## Exercise aim
Give the data again exactly as written, skipping any pictures.

## Natural language region descriptions
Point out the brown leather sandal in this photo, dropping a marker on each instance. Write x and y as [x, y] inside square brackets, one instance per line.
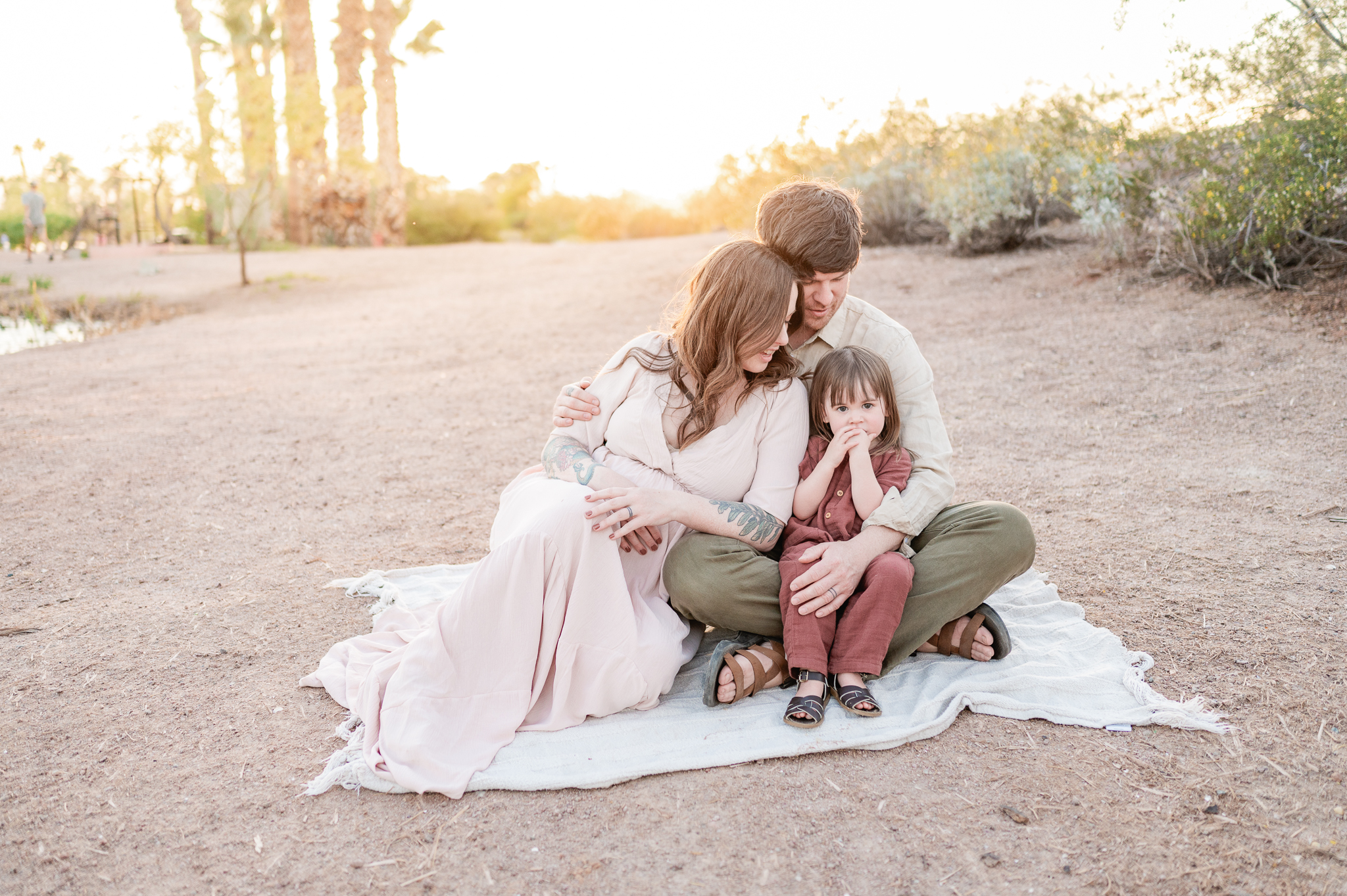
[981, 618]
[762, 674]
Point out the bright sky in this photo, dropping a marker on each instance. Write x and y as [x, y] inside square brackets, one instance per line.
[610, 96]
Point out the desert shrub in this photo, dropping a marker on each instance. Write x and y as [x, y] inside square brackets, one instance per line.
[628, 217]
[451, 216]
[552, 217]
[1261, 199]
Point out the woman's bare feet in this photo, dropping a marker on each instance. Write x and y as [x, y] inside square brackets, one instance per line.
[983, 650]
[725, 681]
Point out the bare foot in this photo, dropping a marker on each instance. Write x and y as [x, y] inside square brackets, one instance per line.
[983, 650]
[725, 681]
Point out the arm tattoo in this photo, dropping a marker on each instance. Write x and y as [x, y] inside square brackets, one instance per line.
[759, 525]
[564, 454]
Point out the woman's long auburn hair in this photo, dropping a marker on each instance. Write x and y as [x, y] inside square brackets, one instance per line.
[739, 298]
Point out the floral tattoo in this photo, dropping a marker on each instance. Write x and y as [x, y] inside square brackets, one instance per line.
[565, 454]
[759, 525]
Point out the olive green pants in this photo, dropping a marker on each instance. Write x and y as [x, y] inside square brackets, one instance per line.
[962, 556]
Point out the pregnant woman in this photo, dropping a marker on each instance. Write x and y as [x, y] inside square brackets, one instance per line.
[702, 428]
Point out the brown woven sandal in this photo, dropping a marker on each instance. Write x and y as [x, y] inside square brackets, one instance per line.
[981, 618]
[762, 674]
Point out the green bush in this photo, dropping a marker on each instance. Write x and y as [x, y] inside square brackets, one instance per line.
[1263, 199]
[452, 216]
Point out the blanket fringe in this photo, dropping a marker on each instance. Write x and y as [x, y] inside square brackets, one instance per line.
[348, 767]
[1190, 713]
[372, 584]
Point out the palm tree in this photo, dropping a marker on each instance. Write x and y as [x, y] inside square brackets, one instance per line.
[391, 210]
[251, 46]
[305, 119]
[162, 143]
[347, 213]
[204, 156]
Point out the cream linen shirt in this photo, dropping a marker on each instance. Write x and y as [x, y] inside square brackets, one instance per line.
[921, 431]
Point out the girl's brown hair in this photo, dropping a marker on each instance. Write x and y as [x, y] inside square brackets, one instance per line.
[849, 374]
[739, 299]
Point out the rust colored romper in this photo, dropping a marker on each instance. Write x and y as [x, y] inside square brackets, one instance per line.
[856, 638]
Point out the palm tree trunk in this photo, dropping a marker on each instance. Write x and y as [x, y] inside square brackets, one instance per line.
[204, 159]
[257, 106]
[305, 120]
[391, 212]
[351, 191]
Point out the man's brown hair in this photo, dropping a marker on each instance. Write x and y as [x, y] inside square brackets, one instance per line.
[848, 376]
[816, 225]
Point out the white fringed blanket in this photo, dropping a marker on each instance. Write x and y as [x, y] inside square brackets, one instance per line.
[1062, 669]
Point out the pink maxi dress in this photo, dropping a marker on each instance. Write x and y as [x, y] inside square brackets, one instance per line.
[556, 623]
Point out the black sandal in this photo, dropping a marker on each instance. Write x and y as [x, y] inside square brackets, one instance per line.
[811, 707]
[852, 696]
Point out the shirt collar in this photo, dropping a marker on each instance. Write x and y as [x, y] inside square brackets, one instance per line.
[831, 333]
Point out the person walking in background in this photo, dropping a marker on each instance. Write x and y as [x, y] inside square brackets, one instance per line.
[36, 221]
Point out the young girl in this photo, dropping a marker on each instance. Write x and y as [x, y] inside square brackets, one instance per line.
[852, 461]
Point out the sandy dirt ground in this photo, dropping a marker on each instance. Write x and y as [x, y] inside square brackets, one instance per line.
[174, 498]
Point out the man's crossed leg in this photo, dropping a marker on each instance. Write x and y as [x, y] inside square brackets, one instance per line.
[962, 556]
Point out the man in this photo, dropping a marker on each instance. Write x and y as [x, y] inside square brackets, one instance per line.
[36, 221]
[961, 554]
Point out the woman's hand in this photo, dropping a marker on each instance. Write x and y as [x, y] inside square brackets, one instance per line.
[574, 402]
[628, 510]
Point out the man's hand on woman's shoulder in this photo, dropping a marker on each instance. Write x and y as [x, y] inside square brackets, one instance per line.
[574, 402]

## Exercise answer
Point out the brown leather sandal in this photo, dropping a marker on each instance. Write x and y as [x, y] inside square brackets, one instance per line.
[981, 618]
[762, 674]
Point out the bright sky in this photo, dropping a marker on each instance. Write x and y as [x, y] inside square brackets, one instance per line.
[610, 96]
Point out the desert shrub in this photo, dropping a marker on each instance. Write x and y as [x, y] inside square brackets, one instance per line.
[628, 217]
[451, 216]
[552, 217]
[1261, 199]
Point out the woman's bare feet in this photo, dropping a marker on each instance. Write x and y as [x, y] inside square brackets, one instance per line.
[983, 650]
[725, 681]
Point out the bare foot in this photo, dropping a marker on each instance. Write x and y as [x, y] inside square brackets, one instance per line.
[983, 650]
[725, 681]
Point out the arm tattoo in this photo, dropping a marker on each instance. Write x and y as [x, y] inside square brackets, one instance per line.
[759, 525]
[564, 454]
Point out the woman's long auburn hair in this photo, dropping a marker on each instance. Write x and y as [x, y] inside square brackets, one instance per line.
[739, 298]
Point out the floral tattoo in this photo, dropping a marker on each instance. Write x and y as [x, y] inside square brackets, one instance per line.
[565, 454]
[759, 525]
Point out the olive green pants in this photo, dropping a marker on each instance. Write x and y as [x, y] inside square brackets, one instance per line.
[962, 556]
Point out the pregnant woman in this photo, dropping a marker on each instance. Write x and y as [x, y] inside square brackets, one instance per line.
[702, 428]
Point out the brown woven sandal in this photo, dropping a marker on each instance. Write x and y as [x, y] inside square brackets, one instance per line.
[981, 618]
[762, 674]
Point out the green bush in this photo, dropping a marker on each instance. Write x and y as [x, y] inside square brackets, one instance per line.
[1263, 199]
[452, 216]
Point out the blanket fringe in this photo, dropping a marker on each instance. Write x and y as [x, y] inside square brackets, one instance per line.
[348, 767]
[1190, 713]
[372, 584]
Point out the palm tree in this photo, dropping a marker on each instance. Write x and y as [x, y] inside square brackets, one instance per line.
[391, 210]
[251, 46]
[305, 119]
[162, 143]
[347, 213]
[204, 156]
Point out the cream linen shirt in this photo, dropping a marker on each instance. Write x and y as [x, y] inside square brackets, one instance per line.
[921, 431]
Point out the girl's brown hair in this photo, dropping a marker on each instance. Write x and y as [x, y] inside square brackets, one instance per line.
[849, 374]
[739, 299]
Point out the rust colored romper in this photo, dropping a marker on each instance. Write x and y as [x, y] inside square brackets, one instance per line.
[856, 638]
Point out the palm tree trunk in this photo, dropping a marker on each instance. Write x and y as [x, y] inside square brackets, one instance per line.
[204, 159]
[257, 106]
[305, 120]
[391, 212]
[351, 191]
Point out the man's brown hair in this photo, dropping a marker on each instance. Write x and y as [x, y] inside square brackets, one instance per line.
[848, 376]
[816, 225]
Point out the white fringed blanket in this photo, dropping a marker on each instance. Write x and y as [x, y] inside square brackets, one instance per line.
[1062, 669]
Point out the pink maxi dress in this photo, dropping a marker on each instance. Write x and y as [x, y] inside square brackets, one instance per line.
[556, 623]
Point out the black sandal in this photo, dropping a marker on each instance. Write x and y as [x, y] inside square brackets, one instance per line.
[811, 707]
[852, 696]
Point out the shirt collar in this photo, dropping a marker on each instance. Write x and y as [x, y] inside square brackets, one instance per line.
[831, 333]
Point out the person walking in background in this photo, dropping a marker on each instance. Write x and y as [x, y] inside square brackets, one instance per line.
[36, 221]
Point out the young girl in this photo, dropping a marker on each instance. Write x and y as [x, y] inside square brackets, one instance per line.
[852, 461]
Point out the sandy dirt ground in this photo, dropping a marker on each instance. Write x and y as [x, y] inside square brackets, one instance per line.
[174, 498]
Point out the man's crossed leg in this photo, dropping a marker on each instance. Write x and y as [x, y] inside square brackets, one instance per line.
[962, 556]
Point out the man in this photo, dropping a marker on each instance. Write x and y as [x, y] inside square brackets, one instance per line.
[36, 221]
[961, 554]
Point out the woman's hand in this photo, dropping a marker on each instance. Write x and y as [x, y] inside square brackets, one instance per line.
[574, 402]
[628, 510]
Point out the man's hand on woman's shoulder in this photo, dropping a marker on each instance. Write x and y as [x, y] inside square brackets, one instance per line.
[574, 402]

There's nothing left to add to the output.